__EXCERPT PROVIDED__
** BEGIN **
So, one model for the situation is that the reviews don't reflect anything about the apps: there is a parameter $p$, and each of the 600 reviews is an iid Bernoulli($p$) random variable. In this model, $X_i \sim \text{Binomial}(10, p)$ for each $i$. The value of $p$ is not known a priori.

An alternative model is that each app has some inherent degree of reliability, modeled by a parameter $p_i$ for the $i$th app, and each of the 10 reviews of the $i$th app is an iid Bernoulli($p_i$) random variable. In this model, $X_i \sim \text{Binomial}(10, p_i)$ for each $i$. The value of the $p_i$'s is not known a priori.

  1. If I observe the values of $X_1,\dots,X_{60}$, is there any way I can determine which model seems to better reflect the data? Is there a good way to construct a hypothesis test to compute a $p$-value for the null hypothesis, that $X_i \sim \text{Binomial}(10, p)$ for all $i$?
** END **
Named-object pointing records:
** BEGIN **
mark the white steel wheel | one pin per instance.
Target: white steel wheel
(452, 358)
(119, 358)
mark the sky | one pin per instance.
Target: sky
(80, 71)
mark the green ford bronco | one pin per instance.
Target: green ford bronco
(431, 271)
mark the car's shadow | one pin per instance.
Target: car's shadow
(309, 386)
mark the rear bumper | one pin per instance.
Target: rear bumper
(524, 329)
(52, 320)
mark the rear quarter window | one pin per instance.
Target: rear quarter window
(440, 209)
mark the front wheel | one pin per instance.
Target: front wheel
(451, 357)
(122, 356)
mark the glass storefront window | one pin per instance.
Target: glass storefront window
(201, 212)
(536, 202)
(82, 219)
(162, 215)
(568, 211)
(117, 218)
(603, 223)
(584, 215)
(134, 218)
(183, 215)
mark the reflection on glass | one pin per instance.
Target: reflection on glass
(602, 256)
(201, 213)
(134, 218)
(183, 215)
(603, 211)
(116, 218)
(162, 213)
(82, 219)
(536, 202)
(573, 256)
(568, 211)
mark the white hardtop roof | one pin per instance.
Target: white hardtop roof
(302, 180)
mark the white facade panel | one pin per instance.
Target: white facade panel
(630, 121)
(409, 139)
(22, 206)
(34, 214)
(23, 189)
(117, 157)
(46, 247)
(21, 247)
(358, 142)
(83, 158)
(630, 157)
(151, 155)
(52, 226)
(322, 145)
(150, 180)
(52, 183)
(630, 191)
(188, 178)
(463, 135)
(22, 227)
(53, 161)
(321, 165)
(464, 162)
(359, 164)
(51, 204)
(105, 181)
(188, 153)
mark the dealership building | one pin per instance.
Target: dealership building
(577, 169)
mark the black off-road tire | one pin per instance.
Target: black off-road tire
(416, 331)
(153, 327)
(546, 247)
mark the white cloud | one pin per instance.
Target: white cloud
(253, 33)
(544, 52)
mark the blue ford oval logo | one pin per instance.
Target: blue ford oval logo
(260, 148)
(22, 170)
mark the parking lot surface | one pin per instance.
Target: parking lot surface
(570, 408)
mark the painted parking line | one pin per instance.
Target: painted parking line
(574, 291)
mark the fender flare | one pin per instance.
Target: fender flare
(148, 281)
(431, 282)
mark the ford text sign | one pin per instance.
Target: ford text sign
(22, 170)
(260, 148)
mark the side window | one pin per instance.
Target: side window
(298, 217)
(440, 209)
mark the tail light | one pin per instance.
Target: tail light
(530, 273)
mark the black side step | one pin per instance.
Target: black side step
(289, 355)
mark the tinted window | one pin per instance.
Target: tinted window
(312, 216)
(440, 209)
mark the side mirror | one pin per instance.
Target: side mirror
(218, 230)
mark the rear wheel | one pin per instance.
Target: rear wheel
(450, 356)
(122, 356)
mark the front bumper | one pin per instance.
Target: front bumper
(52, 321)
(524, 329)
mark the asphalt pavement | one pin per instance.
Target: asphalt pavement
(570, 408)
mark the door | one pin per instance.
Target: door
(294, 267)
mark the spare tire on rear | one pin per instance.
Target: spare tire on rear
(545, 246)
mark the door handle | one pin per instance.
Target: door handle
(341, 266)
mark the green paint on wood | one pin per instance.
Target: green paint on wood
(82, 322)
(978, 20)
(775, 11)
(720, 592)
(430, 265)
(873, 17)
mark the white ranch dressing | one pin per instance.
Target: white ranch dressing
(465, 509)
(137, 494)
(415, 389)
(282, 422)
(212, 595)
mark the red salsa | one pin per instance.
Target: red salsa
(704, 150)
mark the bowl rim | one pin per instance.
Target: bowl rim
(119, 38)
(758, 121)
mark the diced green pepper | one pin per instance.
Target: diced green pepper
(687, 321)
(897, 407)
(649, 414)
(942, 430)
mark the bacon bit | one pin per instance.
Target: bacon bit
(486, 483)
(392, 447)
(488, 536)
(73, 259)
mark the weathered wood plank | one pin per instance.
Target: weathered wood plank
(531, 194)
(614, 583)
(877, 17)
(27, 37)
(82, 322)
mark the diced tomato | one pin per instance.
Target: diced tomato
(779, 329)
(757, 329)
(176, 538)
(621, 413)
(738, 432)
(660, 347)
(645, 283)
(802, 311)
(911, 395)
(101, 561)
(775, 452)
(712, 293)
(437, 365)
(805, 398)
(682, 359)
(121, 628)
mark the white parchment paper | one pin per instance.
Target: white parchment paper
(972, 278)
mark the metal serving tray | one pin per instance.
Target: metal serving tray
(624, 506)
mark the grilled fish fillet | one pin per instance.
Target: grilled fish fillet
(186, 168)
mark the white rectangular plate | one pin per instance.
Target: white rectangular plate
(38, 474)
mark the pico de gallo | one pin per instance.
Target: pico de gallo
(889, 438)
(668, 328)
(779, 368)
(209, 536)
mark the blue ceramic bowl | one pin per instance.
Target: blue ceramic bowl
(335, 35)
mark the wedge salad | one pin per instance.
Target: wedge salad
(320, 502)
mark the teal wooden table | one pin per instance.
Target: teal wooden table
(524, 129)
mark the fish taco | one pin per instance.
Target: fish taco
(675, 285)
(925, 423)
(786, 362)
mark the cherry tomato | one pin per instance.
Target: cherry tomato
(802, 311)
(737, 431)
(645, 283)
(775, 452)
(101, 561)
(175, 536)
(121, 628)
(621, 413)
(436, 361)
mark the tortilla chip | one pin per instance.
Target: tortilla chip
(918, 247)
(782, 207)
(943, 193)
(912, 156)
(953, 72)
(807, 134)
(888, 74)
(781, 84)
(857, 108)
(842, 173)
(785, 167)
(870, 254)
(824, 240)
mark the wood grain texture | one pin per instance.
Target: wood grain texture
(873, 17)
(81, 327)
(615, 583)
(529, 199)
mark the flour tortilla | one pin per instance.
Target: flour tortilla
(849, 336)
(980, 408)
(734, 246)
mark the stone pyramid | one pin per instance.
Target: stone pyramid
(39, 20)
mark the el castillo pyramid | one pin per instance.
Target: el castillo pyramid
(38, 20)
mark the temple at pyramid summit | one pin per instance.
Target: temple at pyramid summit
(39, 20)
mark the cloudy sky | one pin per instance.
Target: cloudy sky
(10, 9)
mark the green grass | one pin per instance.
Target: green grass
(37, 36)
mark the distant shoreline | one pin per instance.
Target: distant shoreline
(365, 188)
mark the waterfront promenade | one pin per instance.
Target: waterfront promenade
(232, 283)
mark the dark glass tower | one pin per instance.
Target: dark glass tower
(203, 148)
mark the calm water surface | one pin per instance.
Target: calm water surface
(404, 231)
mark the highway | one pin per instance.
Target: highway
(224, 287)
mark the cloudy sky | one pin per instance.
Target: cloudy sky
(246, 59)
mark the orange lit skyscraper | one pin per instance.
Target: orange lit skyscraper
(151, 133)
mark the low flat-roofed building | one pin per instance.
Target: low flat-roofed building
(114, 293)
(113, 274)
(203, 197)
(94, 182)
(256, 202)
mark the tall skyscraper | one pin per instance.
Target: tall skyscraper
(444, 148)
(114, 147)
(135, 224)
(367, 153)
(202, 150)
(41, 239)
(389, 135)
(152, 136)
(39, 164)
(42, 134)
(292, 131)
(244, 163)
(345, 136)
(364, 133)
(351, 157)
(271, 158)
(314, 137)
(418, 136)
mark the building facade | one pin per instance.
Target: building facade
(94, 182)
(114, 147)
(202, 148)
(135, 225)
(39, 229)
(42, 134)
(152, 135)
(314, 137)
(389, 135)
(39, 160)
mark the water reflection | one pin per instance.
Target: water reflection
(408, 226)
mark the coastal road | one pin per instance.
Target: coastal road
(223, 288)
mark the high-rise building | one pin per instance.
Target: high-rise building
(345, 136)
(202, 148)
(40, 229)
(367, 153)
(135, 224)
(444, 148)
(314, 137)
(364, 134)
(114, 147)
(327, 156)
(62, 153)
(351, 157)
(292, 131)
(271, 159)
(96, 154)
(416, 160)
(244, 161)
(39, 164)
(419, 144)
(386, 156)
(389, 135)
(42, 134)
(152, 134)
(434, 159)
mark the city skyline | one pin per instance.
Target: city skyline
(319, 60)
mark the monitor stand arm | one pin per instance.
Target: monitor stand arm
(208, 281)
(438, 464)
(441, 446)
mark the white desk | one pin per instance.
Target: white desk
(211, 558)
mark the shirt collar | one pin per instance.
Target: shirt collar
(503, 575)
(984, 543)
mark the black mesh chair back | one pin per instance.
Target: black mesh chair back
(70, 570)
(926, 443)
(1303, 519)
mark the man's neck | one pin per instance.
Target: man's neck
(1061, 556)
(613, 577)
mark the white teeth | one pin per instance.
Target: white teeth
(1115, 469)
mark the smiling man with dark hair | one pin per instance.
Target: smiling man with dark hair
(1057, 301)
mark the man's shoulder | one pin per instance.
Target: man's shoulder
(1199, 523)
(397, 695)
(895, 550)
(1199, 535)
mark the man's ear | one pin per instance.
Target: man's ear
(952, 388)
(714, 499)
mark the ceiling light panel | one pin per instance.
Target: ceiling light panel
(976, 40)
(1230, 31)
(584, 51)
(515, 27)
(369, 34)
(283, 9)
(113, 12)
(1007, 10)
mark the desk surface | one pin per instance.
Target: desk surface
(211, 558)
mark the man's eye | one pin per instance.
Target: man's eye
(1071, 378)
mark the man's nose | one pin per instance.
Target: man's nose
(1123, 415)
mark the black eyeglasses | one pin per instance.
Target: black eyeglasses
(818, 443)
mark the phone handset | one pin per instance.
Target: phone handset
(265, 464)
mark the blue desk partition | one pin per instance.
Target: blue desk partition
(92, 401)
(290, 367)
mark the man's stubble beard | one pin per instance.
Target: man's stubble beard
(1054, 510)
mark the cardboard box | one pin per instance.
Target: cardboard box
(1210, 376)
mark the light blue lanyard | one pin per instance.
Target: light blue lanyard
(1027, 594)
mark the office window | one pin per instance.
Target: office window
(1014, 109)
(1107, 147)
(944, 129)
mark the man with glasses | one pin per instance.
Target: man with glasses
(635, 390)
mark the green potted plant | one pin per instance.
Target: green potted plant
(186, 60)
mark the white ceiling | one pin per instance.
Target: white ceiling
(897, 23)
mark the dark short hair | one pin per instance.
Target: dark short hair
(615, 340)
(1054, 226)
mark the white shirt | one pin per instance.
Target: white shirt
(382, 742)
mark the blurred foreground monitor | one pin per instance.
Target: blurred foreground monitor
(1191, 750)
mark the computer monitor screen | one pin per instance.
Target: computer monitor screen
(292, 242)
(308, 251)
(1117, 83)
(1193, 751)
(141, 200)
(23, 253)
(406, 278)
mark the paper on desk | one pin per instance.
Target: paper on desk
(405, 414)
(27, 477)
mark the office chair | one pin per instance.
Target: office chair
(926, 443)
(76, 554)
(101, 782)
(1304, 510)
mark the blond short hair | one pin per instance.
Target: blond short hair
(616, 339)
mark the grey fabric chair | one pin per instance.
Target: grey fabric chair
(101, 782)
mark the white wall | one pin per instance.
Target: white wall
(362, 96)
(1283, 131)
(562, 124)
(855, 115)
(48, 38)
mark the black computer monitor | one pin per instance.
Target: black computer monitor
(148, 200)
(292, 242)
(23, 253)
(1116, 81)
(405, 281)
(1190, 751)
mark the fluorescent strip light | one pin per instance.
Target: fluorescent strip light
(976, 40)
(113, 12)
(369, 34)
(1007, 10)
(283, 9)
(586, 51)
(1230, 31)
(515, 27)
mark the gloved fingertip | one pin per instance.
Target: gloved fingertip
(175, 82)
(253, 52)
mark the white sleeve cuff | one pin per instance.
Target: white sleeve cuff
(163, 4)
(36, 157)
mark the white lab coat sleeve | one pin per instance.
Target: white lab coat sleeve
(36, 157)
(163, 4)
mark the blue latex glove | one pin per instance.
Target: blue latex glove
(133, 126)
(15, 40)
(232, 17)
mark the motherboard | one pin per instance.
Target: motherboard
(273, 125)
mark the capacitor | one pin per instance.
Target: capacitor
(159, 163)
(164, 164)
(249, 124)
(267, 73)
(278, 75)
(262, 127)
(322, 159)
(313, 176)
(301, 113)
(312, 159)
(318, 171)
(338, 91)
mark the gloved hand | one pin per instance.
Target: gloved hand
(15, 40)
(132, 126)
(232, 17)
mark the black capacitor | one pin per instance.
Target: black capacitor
** END **
__REQUIRED WORK__
Answer these questions using the excerpt on app review models.
(a) How many reviews does the first model treat as iid Bernoulli($p$) random variables?
(b) What does the parameter $p_i$ represent in the alternative model?
(c) Which values does the writer ask about observing in order to decide between the models?

__FINISHED TASK__
(a) 600
(b) The inherent degree of reliability of the $i$th app
(c) $X_1,\dots,X_{60}$